*Required work:*
(1) Does each statement below agree with the page extract? For (a), (b) and (c), answer yes or no and quote the exact words of the page extract that decide it.
(a) The photo of the summerhouse was taken in the Abbey Gardens on Tresco.
(b) On this trip the visitors reached Tresco by sea.
(c) St. Mary's is the largest of the Scilly Isles.
(2) Can you revise the part of the page extract that opens with the words containing "I am also pleased" and closes with "noisy but quick!", replacing "summerhouse" with "pavilion"?

I am also pleased that I have successfully completed a post-graduate diploma at the University of Central England dept. of sociology, studying research methodology. An M.Sc is still a future possibility.

Banting boys accused in bus shelter graffiti probe

Martin and Adrian sitting in a summerhouse whose walls are covered with mosaics OK, we made that up - the photo was actually taken in the Abbey Gardens on Tresco, one of the Scilly Isles. The gardens are full of tropical trees and plants, as well as curiosities such as this summerhouse which is decorated with a mosaic made out of shells.

On another visit to Cornwall a few years ago we spent a pleasant day on St. Mary's, the largest of the Scilly Isles, but had to endure a very rough sea crossing on our return to the mainland. This time we put comfort before cost and went to Tresco by helicopter. The journey was noisy but quick!

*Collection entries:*
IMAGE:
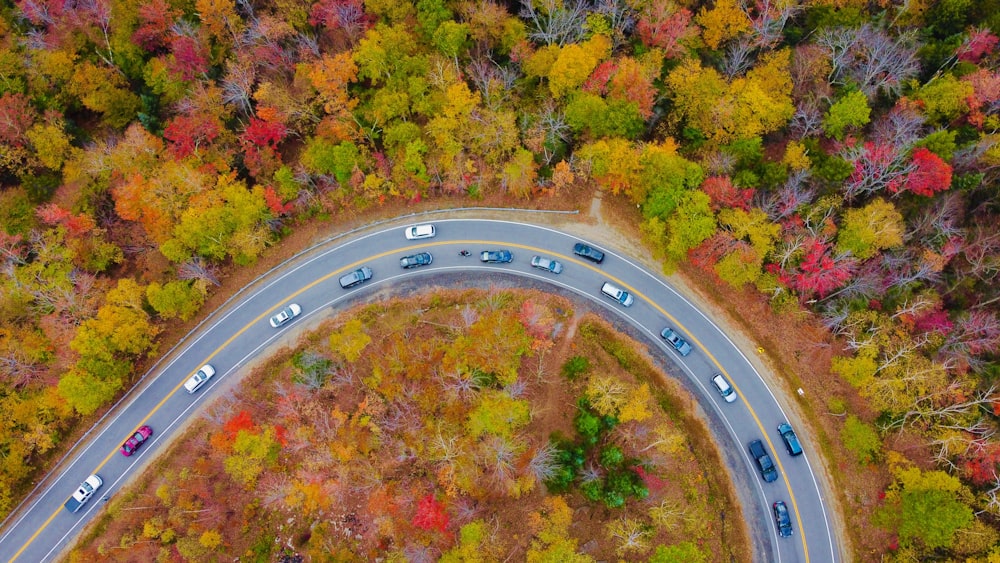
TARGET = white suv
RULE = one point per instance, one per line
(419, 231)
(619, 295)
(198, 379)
...
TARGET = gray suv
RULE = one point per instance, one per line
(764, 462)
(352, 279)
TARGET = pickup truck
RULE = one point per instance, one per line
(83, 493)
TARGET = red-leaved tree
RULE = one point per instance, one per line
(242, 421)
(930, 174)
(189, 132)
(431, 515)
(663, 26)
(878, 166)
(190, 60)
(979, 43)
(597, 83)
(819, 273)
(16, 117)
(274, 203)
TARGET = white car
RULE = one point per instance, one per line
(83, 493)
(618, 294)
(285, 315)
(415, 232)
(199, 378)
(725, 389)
==
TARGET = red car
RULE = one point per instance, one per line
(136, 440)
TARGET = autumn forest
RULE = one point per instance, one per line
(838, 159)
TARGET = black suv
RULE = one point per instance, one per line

*Solution list:*
(1)
(a) Yes: "the photo was actually taken in the Abbey Gardens on Tresco"
(b) No: "went to Tresco by helicopter"
(c) Yes: "St. Mary's, the largest of the Scilly Isles"

(2)
I am also pleased that I have successfully completed a post-graduate diploma at the University of Central England dept. of sociology, studying research methodology. An M.Sc is still a future possibility.

Banting boys accused in bus shelter graffiti probe

Martin and Adrian sitting in a pavilion whose walls are covered with mosaics OK, we made that up - the photo was actually taken in the Abbey Gardens on Tresco, one of the Scilly Isles. The gardens are full of tropical trees and plants, as well as curiosities such as this pavilion which is decorated with a mosaic made out of shells.

On another visit to Cornwall a few years ago we spent a pleasant day on St. Mary's, the largest of the Scilly Isles, but had to endure a very rough sea crossing on our return to the mainland. This time we put comfort before cost and went to Tresco by helicopter. The journey was noisy but quick!